• [REQUIREMENT] Which lines below mention "rainbow"? Pick each one out.
GIVEN DATA Start Marker
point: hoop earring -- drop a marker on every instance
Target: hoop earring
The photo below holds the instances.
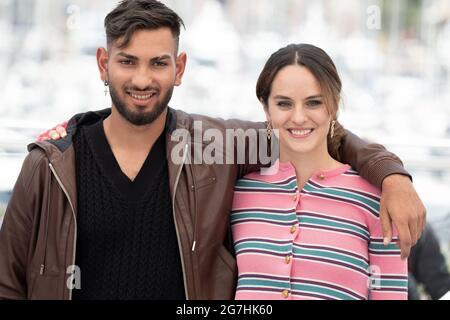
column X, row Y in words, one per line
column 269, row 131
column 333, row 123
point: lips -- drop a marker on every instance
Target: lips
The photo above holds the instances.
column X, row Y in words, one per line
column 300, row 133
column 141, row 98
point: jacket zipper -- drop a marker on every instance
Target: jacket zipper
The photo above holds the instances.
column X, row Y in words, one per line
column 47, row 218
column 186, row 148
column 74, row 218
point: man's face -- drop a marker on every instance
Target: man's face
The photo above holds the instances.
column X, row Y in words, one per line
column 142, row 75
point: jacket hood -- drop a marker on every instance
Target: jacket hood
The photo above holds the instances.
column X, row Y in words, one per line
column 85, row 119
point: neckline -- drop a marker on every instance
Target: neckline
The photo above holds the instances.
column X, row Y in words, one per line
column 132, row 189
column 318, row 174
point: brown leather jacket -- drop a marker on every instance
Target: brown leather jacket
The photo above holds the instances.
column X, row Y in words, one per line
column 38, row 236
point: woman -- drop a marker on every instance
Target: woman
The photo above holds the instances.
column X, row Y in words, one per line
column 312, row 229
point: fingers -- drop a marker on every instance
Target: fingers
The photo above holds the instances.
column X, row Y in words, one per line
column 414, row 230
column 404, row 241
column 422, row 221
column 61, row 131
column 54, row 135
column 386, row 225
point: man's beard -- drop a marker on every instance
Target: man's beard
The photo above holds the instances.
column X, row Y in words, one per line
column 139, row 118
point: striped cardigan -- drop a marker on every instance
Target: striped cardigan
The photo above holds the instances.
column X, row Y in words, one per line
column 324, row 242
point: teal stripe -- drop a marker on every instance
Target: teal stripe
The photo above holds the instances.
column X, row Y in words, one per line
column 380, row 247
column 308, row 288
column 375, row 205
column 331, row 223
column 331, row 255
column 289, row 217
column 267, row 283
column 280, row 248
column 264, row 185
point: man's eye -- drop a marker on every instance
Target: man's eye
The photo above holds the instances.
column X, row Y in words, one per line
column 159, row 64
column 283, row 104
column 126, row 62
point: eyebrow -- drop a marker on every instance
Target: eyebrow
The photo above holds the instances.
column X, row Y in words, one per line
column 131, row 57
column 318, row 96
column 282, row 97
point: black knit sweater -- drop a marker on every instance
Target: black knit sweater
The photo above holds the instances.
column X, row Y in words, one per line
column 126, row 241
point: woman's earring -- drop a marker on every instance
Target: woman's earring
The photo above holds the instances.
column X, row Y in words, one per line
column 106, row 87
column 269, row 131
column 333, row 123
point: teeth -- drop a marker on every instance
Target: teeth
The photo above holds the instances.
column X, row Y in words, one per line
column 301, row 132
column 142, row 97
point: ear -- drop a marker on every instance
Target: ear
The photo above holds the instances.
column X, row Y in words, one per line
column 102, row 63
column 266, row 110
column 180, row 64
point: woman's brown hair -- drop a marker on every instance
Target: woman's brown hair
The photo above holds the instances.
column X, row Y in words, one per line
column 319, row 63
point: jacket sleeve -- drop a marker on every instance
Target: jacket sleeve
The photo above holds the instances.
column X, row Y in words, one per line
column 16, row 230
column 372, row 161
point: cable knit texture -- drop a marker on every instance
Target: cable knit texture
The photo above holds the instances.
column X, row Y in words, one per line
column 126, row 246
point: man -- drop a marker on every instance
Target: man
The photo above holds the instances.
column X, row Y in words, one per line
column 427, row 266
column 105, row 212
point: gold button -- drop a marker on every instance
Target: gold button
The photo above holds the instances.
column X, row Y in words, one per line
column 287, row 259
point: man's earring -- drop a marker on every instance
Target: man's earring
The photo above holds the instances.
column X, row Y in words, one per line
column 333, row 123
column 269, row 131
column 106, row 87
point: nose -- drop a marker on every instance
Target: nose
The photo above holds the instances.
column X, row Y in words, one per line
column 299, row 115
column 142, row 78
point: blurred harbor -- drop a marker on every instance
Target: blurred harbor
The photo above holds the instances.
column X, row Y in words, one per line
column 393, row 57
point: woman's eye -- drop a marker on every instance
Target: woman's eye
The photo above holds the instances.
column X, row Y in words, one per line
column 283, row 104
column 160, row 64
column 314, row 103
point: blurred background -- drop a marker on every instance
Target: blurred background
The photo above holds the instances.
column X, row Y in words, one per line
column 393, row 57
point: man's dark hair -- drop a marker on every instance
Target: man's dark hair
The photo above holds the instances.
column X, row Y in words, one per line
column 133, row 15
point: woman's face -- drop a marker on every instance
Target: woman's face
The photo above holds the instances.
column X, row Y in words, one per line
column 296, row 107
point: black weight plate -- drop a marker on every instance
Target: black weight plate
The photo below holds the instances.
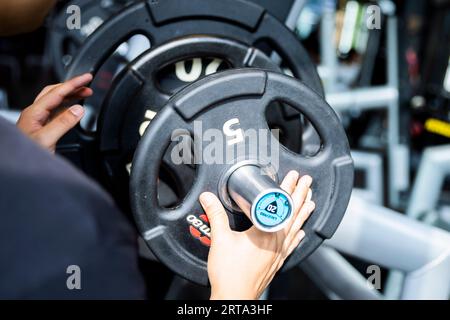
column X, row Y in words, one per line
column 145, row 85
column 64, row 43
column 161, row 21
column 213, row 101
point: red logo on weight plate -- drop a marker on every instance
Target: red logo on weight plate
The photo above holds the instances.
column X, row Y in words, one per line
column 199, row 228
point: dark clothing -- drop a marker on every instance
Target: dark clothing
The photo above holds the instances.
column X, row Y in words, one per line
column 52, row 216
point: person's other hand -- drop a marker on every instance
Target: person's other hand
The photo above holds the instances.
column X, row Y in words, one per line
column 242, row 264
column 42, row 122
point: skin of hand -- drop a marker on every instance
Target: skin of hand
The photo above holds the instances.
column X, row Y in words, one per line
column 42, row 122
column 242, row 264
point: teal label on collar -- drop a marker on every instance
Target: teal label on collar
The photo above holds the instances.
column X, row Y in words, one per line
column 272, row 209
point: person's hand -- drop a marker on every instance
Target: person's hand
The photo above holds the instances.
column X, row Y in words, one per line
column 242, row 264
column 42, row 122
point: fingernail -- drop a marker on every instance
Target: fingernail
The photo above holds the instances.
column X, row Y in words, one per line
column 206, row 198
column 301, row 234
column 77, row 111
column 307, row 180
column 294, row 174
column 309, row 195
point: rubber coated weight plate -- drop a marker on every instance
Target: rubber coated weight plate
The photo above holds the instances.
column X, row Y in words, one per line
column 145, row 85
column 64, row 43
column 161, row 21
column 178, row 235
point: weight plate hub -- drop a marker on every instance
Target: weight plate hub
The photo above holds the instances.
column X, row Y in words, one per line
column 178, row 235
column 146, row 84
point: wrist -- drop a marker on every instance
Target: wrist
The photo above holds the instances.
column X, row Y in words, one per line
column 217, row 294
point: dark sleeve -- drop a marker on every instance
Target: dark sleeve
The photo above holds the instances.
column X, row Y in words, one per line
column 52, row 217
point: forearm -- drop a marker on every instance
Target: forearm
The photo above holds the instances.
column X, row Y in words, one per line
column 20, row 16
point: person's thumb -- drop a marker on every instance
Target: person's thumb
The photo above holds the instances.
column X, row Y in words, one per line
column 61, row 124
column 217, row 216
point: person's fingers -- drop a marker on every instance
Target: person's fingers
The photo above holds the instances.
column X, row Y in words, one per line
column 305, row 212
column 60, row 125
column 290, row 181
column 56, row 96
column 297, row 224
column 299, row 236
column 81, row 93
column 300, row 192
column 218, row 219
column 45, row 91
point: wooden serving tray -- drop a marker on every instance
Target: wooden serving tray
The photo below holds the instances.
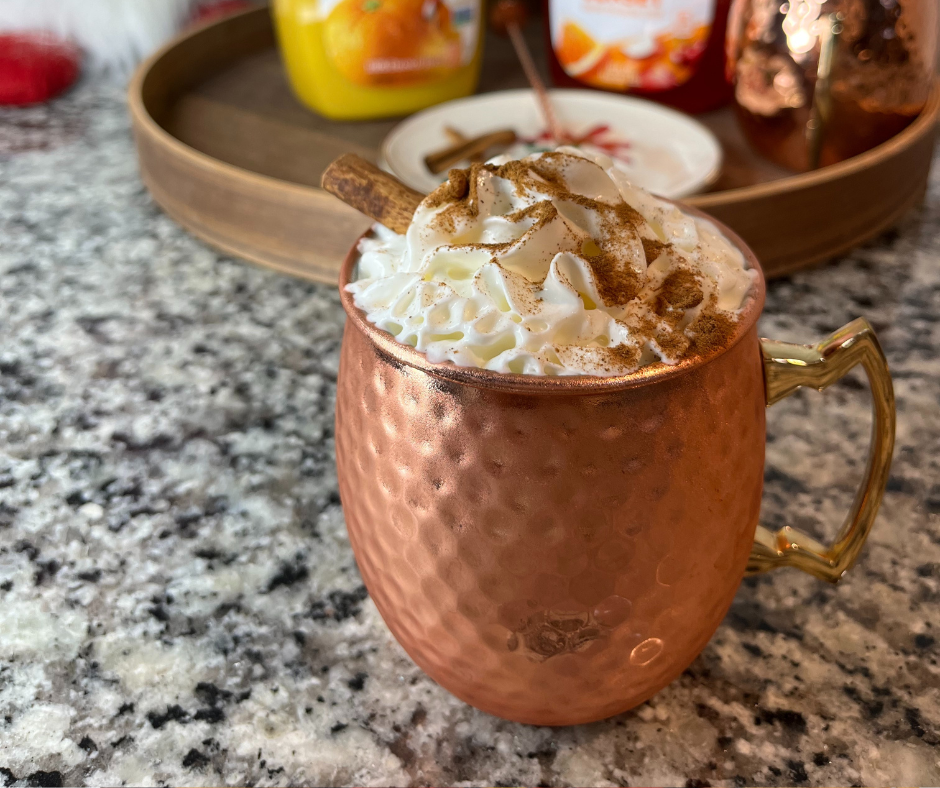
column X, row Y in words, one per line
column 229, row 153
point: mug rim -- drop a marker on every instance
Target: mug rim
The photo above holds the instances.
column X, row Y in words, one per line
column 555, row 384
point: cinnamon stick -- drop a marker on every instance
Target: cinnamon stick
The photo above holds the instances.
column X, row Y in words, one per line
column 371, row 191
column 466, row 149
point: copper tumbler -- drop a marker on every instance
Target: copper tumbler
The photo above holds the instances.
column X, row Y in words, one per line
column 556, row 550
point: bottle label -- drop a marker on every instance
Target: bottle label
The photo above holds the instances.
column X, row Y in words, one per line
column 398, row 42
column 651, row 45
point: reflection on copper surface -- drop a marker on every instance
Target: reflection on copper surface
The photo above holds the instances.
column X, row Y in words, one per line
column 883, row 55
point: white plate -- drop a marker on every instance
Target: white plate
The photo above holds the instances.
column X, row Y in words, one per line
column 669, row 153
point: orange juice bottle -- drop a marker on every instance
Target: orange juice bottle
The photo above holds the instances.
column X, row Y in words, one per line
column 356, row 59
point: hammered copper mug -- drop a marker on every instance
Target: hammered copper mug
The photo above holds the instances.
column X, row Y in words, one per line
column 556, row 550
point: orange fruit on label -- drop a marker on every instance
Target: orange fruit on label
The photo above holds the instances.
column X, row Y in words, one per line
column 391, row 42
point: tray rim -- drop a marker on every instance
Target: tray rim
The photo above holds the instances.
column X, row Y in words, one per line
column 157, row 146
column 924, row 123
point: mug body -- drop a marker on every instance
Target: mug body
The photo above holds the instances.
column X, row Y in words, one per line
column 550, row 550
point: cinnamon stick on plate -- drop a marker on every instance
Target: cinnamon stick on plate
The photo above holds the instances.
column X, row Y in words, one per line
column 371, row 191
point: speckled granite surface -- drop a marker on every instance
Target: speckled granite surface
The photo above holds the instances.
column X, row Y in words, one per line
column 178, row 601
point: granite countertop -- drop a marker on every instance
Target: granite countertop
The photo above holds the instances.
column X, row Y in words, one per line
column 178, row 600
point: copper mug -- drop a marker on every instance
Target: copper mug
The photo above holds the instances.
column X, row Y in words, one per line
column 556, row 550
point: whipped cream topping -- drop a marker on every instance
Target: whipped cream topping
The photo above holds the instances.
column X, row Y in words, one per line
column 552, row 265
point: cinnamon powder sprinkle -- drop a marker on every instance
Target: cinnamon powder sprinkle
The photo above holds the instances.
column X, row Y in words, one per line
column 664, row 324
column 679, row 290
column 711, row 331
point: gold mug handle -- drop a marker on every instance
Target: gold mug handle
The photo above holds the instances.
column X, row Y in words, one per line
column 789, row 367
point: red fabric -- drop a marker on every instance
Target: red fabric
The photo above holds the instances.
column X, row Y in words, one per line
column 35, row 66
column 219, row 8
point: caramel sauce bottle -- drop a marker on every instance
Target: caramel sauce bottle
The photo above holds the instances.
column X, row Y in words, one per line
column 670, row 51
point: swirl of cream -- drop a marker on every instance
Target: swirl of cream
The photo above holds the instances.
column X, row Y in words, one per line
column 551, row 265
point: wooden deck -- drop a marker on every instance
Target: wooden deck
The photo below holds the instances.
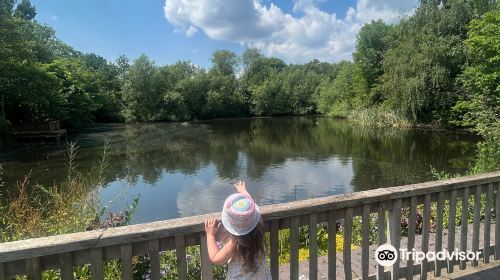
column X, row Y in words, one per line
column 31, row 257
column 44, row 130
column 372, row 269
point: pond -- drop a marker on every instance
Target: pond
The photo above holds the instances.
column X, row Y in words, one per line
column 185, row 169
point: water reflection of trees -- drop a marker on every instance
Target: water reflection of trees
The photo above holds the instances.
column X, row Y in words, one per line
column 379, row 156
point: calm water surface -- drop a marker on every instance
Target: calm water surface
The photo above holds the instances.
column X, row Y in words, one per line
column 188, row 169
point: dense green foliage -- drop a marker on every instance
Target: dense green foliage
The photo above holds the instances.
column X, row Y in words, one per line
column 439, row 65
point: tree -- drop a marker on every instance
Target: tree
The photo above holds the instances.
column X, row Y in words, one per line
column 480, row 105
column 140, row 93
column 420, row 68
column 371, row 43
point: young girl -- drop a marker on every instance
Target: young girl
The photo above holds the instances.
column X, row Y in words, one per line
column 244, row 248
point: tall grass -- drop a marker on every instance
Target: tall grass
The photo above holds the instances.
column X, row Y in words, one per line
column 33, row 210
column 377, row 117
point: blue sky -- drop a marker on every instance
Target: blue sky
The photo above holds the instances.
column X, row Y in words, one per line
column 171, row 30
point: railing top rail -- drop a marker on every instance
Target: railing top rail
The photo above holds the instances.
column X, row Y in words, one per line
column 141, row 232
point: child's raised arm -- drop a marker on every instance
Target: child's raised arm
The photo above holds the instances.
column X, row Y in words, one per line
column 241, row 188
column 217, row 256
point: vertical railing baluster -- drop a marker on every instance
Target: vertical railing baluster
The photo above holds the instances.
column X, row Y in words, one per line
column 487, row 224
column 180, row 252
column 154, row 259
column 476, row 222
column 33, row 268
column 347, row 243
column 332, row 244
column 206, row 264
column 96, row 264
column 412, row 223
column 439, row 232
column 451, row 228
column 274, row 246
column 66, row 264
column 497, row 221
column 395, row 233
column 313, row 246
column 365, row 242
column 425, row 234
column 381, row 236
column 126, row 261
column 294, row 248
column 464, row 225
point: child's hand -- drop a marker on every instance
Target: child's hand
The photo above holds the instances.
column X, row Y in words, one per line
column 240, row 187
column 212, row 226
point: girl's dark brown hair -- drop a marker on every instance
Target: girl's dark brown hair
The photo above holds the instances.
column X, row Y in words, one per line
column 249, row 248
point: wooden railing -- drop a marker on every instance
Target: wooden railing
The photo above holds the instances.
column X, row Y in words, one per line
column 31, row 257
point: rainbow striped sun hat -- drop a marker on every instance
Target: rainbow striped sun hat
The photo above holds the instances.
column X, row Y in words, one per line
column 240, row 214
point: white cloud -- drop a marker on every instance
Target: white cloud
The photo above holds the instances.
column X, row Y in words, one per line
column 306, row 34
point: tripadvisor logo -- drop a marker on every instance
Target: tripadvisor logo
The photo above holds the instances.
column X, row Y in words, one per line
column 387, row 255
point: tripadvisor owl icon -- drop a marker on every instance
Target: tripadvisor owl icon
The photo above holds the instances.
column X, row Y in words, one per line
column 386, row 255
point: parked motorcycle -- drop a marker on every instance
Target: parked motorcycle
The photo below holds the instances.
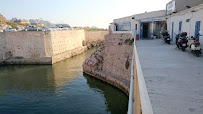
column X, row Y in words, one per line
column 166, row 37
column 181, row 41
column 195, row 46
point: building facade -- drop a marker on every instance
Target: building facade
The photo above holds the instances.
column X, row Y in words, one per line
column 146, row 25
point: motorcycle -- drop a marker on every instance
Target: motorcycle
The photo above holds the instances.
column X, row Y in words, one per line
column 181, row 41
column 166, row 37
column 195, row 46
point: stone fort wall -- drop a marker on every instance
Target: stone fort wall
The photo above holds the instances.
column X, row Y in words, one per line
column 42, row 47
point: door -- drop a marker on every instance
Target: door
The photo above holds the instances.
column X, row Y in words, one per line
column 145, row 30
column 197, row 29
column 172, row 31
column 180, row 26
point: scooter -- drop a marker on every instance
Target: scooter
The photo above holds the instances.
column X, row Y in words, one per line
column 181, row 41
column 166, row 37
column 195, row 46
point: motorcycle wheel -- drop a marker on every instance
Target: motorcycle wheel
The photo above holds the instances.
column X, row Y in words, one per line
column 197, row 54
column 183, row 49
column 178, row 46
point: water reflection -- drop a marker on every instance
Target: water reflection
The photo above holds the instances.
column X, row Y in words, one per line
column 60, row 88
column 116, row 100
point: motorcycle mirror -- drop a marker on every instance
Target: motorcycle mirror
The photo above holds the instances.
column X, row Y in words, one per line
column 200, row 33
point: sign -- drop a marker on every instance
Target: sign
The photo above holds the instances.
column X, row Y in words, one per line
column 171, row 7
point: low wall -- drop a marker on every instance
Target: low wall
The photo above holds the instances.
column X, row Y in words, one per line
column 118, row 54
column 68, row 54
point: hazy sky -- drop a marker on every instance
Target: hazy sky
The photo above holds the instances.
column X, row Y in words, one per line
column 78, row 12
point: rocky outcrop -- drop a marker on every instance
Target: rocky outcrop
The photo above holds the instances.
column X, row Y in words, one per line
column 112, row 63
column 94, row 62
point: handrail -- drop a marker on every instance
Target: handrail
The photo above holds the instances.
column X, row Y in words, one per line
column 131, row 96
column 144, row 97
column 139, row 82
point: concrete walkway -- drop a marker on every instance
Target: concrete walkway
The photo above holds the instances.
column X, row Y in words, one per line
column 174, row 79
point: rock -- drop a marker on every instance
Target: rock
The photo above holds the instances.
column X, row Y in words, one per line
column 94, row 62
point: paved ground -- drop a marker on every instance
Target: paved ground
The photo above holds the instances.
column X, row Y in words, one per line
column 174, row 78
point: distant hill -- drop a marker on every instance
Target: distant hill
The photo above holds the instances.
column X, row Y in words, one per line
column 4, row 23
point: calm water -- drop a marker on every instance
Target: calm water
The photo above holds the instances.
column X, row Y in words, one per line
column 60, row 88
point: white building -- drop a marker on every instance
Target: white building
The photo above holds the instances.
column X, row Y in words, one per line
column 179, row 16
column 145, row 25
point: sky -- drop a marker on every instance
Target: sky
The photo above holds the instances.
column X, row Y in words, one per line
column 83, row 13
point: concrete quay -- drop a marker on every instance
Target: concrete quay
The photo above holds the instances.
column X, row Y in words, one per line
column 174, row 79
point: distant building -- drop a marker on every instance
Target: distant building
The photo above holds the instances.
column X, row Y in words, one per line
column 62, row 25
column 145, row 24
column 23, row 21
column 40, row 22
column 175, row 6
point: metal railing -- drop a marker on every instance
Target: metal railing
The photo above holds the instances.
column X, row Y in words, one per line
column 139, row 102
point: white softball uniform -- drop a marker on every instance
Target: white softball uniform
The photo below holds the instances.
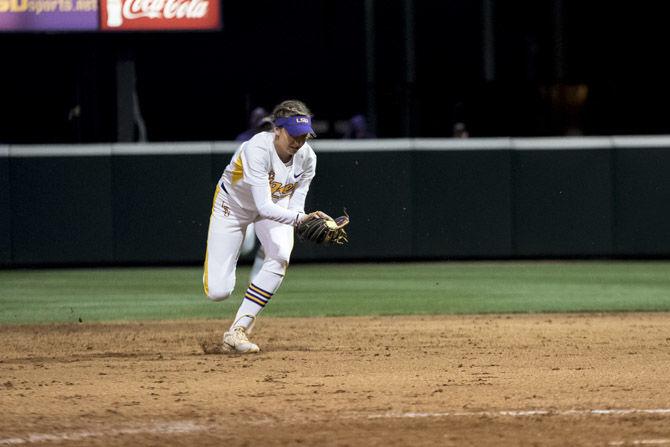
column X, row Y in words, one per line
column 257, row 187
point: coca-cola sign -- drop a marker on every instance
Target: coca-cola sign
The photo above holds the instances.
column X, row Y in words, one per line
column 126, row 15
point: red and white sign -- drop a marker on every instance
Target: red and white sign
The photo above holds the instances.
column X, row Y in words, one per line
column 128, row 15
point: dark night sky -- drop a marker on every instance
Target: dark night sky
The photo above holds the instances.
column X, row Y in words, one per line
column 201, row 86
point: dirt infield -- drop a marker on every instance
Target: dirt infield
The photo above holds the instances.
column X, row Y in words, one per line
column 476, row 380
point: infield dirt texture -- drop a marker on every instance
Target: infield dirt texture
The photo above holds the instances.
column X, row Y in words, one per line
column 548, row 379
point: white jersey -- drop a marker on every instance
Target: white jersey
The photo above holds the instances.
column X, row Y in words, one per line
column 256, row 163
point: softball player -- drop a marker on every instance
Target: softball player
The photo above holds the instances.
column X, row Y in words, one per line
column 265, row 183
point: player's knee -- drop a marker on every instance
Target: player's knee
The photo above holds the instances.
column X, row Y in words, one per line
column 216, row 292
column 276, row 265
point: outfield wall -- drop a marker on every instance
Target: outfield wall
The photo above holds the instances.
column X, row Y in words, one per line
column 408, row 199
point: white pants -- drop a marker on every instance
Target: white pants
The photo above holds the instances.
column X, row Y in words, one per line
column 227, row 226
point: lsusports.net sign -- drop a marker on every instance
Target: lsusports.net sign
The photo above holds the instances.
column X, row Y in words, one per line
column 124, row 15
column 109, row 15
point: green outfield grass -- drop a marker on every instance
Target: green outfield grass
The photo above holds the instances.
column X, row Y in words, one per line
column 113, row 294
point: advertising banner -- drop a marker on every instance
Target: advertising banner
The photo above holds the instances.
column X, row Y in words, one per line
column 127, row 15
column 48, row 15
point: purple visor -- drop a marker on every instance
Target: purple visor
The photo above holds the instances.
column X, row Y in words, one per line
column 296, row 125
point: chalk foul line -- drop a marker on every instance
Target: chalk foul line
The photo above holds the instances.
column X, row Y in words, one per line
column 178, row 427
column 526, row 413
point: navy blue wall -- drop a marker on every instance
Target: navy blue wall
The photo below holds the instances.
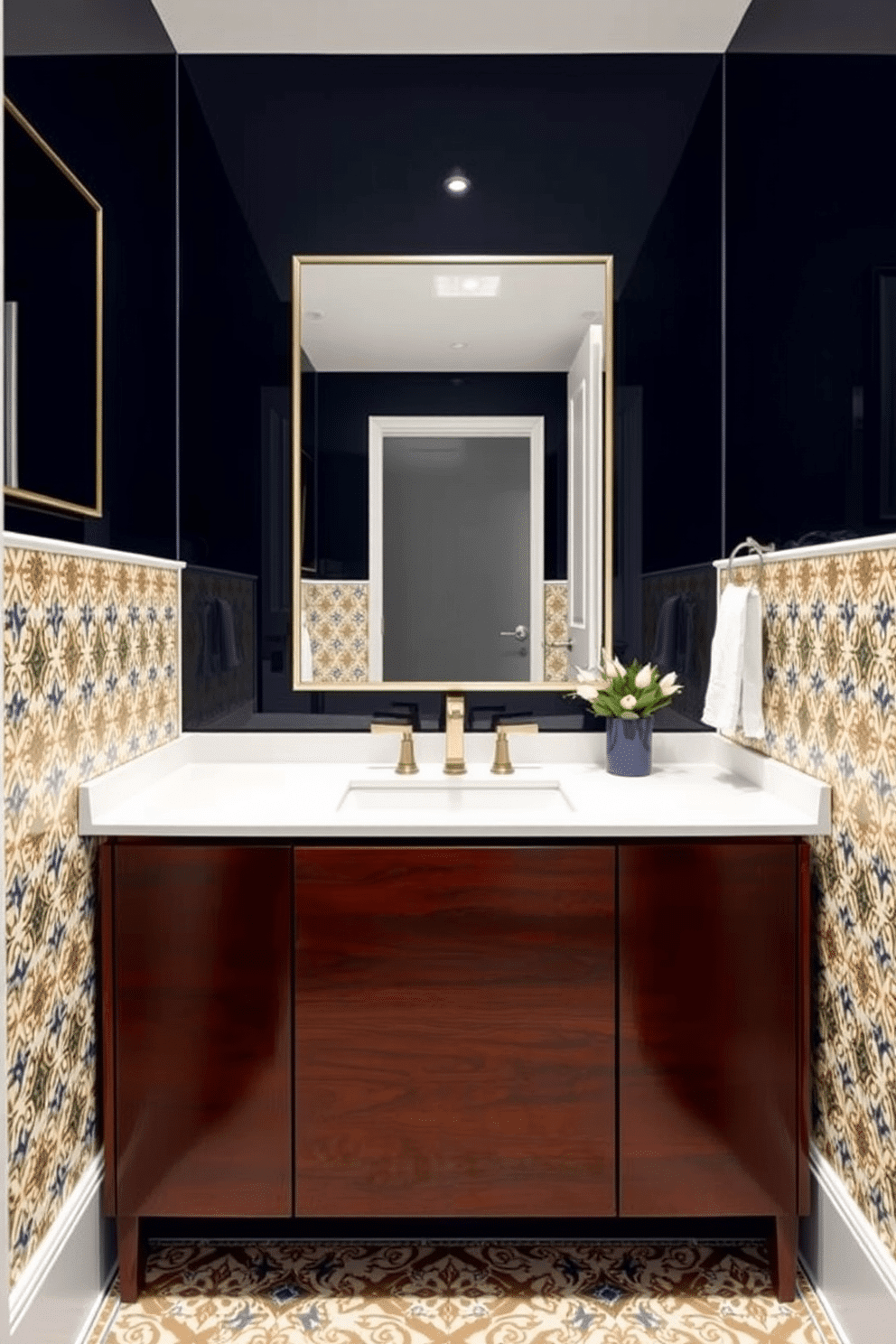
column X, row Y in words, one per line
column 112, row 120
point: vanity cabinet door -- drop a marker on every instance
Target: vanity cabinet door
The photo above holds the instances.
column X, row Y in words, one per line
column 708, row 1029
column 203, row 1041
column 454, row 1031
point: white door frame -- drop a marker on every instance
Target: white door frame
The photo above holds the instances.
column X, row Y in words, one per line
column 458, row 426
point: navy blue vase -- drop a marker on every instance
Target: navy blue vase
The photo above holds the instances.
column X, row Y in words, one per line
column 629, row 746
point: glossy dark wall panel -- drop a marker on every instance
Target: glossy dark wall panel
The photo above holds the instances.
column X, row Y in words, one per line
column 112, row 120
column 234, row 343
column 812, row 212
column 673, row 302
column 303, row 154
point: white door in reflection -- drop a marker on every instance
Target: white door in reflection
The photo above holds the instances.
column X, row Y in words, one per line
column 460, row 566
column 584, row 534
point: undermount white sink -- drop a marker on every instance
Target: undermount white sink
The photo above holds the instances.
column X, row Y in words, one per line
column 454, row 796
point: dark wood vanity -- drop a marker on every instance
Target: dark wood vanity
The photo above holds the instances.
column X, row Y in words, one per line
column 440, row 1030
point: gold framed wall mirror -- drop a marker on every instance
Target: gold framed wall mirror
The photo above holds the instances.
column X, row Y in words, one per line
GIVEN DATA End Marker
• [ANSWER SECTION]
point: rainbow striped sun hat -- drop a marker on every instance
Target: rainbow striped sun hat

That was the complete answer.